PROVIDED ENTRIES section start

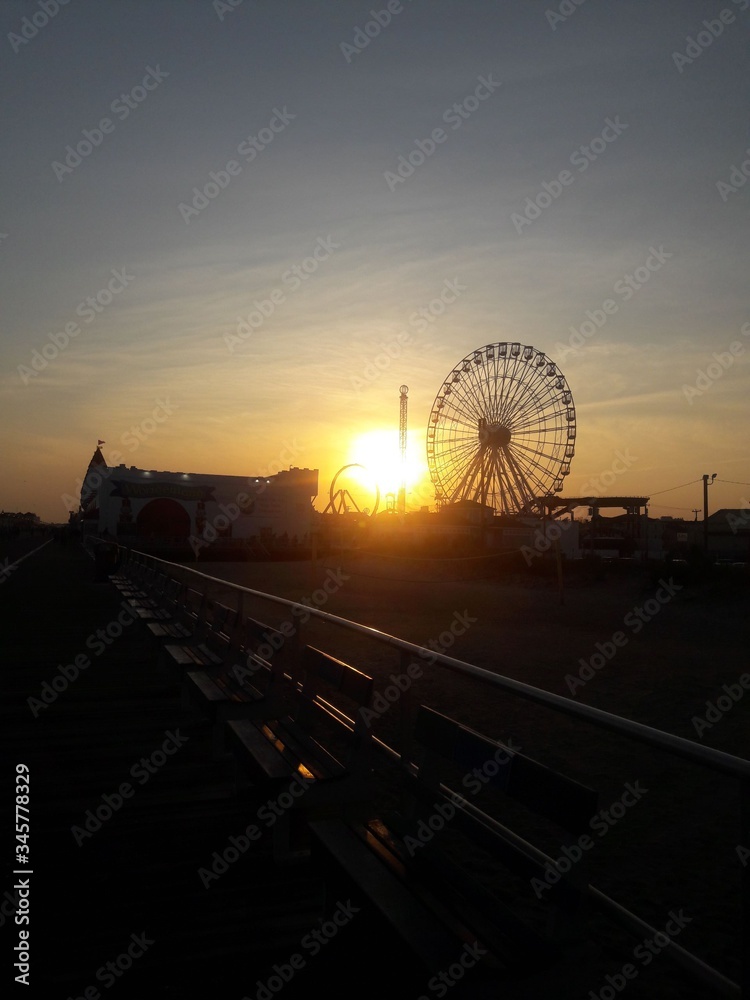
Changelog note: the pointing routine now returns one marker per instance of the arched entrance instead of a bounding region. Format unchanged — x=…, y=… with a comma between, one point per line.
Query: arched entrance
x=162, y=518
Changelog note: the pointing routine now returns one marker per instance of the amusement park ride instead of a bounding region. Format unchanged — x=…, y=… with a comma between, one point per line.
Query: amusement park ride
x=501, y=433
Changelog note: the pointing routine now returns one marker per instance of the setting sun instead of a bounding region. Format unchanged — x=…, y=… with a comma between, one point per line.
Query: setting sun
x=378, y=459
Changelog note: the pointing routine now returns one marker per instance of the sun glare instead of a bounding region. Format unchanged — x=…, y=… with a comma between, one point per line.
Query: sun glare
x=379, y=453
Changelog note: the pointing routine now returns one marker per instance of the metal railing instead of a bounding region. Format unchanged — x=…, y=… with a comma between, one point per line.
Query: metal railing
x=715, y=760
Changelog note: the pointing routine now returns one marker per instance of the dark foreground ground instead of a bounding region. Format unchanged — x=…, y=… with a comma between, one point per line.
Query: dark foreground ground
x=134, y=882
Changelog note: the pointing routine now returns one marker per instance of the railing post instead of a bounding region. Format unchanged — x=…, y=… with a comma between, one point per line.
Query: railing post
x=743, y=853
x=405, y=708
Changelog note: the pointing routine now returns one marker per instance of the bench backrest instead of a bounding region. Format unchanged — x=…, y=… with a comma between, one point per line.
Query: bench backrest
x=329, y=702
x=562, y=800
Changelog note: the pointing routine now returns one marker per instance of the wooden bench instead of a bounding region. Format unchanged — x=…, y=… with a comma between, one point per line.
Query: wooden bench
x=185, y=607
x=215, y=639
x=245, y=685
x=437, y=867
x=320, y=744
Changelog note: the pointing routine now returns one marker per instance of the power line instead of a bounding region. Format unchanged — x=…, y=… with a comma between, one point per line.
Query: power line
x=679, y=488
x=663, y=506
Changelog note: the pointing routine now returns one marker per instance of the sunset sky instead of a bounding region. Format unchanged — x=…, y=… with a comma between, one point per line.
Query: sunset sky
x=625, y=121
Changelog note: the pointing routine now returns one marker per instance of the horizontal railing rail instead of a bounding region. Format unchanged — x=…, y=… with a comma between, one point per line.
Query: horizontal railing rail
x=716, y=760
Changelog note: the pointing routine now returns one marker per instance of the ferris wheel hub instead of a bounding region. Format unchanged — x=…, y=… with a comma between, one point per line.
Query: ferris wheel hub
x=502, y=429
x=493, y=435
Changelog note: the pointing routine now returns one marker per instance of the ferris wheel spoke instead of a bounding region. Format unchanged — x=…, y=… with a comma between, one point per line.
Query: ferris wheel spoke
x=522, y=405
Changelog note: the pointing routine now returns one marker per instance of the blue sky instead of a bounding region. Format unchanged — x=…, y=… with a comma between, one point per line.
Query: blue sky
x=308, y=224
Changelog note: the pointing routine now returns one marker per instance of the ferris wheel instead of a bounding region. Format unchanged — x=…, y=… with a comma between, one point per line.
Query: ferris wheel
x=502, y=430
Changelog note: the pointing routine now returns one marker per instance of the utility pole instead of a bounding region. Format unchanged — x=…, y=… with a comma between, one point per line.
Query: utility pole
x=403, y=393
x=706, y=484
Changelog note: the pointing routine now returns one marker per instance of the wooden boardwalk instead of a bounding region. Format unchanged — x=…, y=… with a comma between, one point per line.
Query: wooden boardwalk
x=134, y=882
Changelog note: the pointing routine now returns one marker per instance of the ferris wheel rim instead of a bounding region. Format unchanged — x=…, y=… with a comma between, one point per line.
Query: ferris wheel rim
x=502, y=428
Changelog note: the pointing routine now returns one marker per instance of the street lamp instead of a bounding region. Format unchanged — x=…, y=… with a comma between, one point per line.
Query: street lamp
x=706, y=484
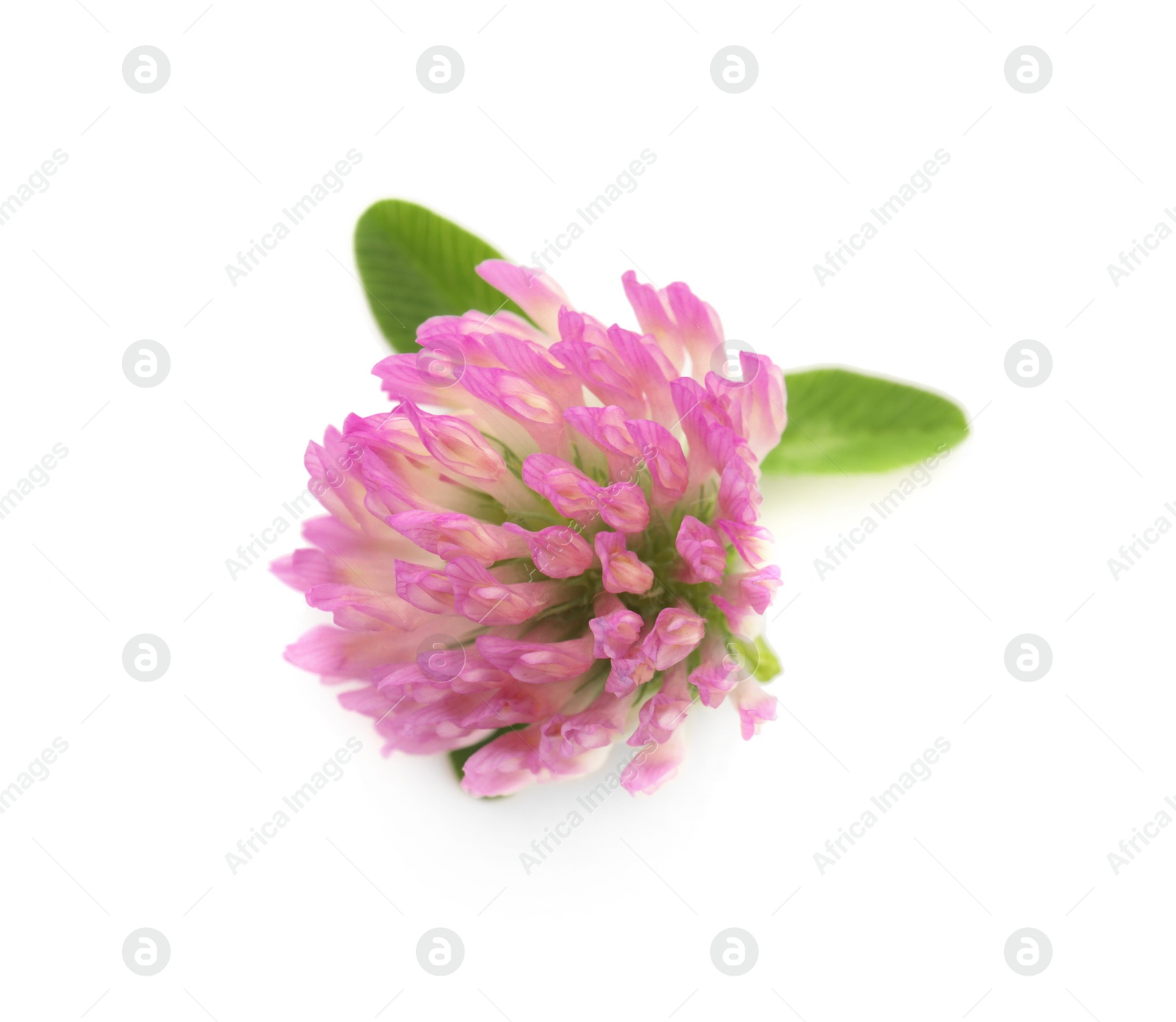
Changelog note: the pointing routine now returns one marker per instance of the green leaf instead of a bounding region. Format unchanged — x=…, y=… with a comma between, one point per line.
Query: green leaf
x=840, y=421
x=415, y=265
x=459, y=757
x=770, y=663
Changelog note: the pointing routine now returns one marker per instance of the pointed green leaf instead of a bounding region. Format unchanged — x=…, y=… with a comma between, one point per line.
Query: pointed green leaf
x=840, y=421
x=415, y=265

PROVIDED ENTRIES section end

* [WORK INSTRUCTIONS]:
Write out the records above exactly as they stand, leaving out every picture.

* [RESULT]:
Changelog note: the pointing routine now returns one marker per instance of the arched entrance instead of a bounding region. Format unchanged — x=…, y=… with a comma between, one point per line.
Query: arched entrance
x=162, y=518
Changelog note: the pointing routine now returns one marker per instance of the amusement park ride instead of a bounding region. Format unchanged — x=…, y=… with a comma between, one point per line.
Query: amusement park ride
x=501, y=433
Changelog note: the pointing routine now returns one marker per instance of the setting sun instead of a bounding region. Format unchanged — x=…, y=… with a comma between, one point per line.
Query: setting sun
x=378, y=459
Changelog note: the pointing routine now returns one marker per instance of the sun glare instead of a bounding region. Format unchanged — x=…, y=… with a comma between, one point per line.
Query: sun glare
x=379, y=453
Changelog note: the pointing routine now returns one marker per instance of the metal railing instead of a bounding region. Format unchanged — x=…, y=… with a comma between, one point per line.
Query: metal railing
x=715, y=760
Changelog note: the pointing routine now returns one marker per instance of the dark foreground ground instead of a bounding region. Format unchanged — x=…, y=… with a comma between, one point per line.
Query: dark foreground ground
x=134, y=882
Changelog note: the pointing routine now returns one marker per instance of the railing post instead of a bounding region. Format unchanged — x=…, y=… with a comma between, one point per line.
Query: railing post
x=743, y=853
x=405, y=708
Changelog note: the pointing routine now returns one marker per instance of the bench backrest instead of a bounding region. Format unchanged — x=…, y=… with a comma between, one point per line.
Query: bench backrest
x=329, y=702
x=562, y=800
Changelog note: the pointing routine now returns one marker per instance of the wooden bench instead of a bounding region. Format unchanged — x=…, y=… with a comma between, one point per line.
Query: wooden bench
x=185, y=607
x=215, y=639
x=245, y=685
x=437, y=867
x=320, y=744
Changelog note: the pointing routine now returns one marker per instance of the power line instead of a bounding region. Format unchanged — x=…, y=… with a comma between, one point per line.
Query: power line
x=679, y=488
x=663, y=506
Changelog note: the pointing routine now returns one marker per instance of the sunset sky instead of a bounding region. Format unchanged — x=…, y=… with a comma between, one point per line.
Query: sunset sky
x=625, y=121
Changelog note: the pointing routine now returns one marker per instance of the horizontal railing rail instead of a bounding region. Format unchanged — x=…, y=… with a comma between, one point per line.
Query: horizontal railing rail
x=716, y=760
Changelog note: the pointing routine now returns one marker per instance of the ferris wheel hub instead of a bounding region. Format unchanged — x=…, y=… with a comma between, one point per line.
Query: ferris wheel hub
x=502, y=429
x=493, y=435
Changelog note: the pointing routine now returns one marker per instance of the ferris wheel spoke instead of a bounding region. Format unchanged — x=…, y=… with a comma between, one point per line.
Query: ferris wheel spoke
x=522, y=405
Changelog note: the pointing routine now returns one marker per instance of the blue sky instead of a bounding region. Format unchanged — x=…, y=… with a comma between, one point per line.
Query: blue sky
x=308, y=224
Changelog note: the pointing routine now returns one marker per instance of the ferris wheel instead of a bounding region. Format unchanged — x=…, y=… with a comma between, one point per line.
Query: ferris wheel
x=502, y=430
Changelog note: the pointing routine now returns one marker per instance of the utility pole instead of a bounding region. Format unchanged — x=…, y=… with a comma between, one point per line.
Query: utility pole
x=403, y=393
x=706, y=484
Changelog note: the pointing routine now returns one marker per instance of the wooden boardwalk instead of a bounding region. Format unchanged — x=…, y=… with a comma between, one point per line.
Query: wooden boardwalk
x=134, y=882
Changelog note: the pointing routine now returns one marker per instance of the ferris wheel rim instead of a bounding region. Format unchanged — x=…, y=… with a comma between, one point per line.
Query: ferris wheel rim
x=502, y=428
Changelog note: the pointing routine now returns one marker per instance of the street lamp instead of a bounding region. Format unchanged — x=…, y=… with a comma between, one point per line.
Query: street lamp
x=706, y=484
Changelog note: the pointing routine now returns one marker per instance of the green leaf instead of a bounding region. Format unchanged — x=…, y=… with a comma between, one point per line.
Query: green leaf
x=840, y=421
x=415, y=265
x=459, y=757
x=770, y=663
Changelog note: the pointing routine now returns one marker per instance of the pointed green leaf instead of a bounding region. Format unchanged — x=…, y=… with a comma between, one point per line.
Query: pointed green leaf
x=840, y=421
x=415, y=265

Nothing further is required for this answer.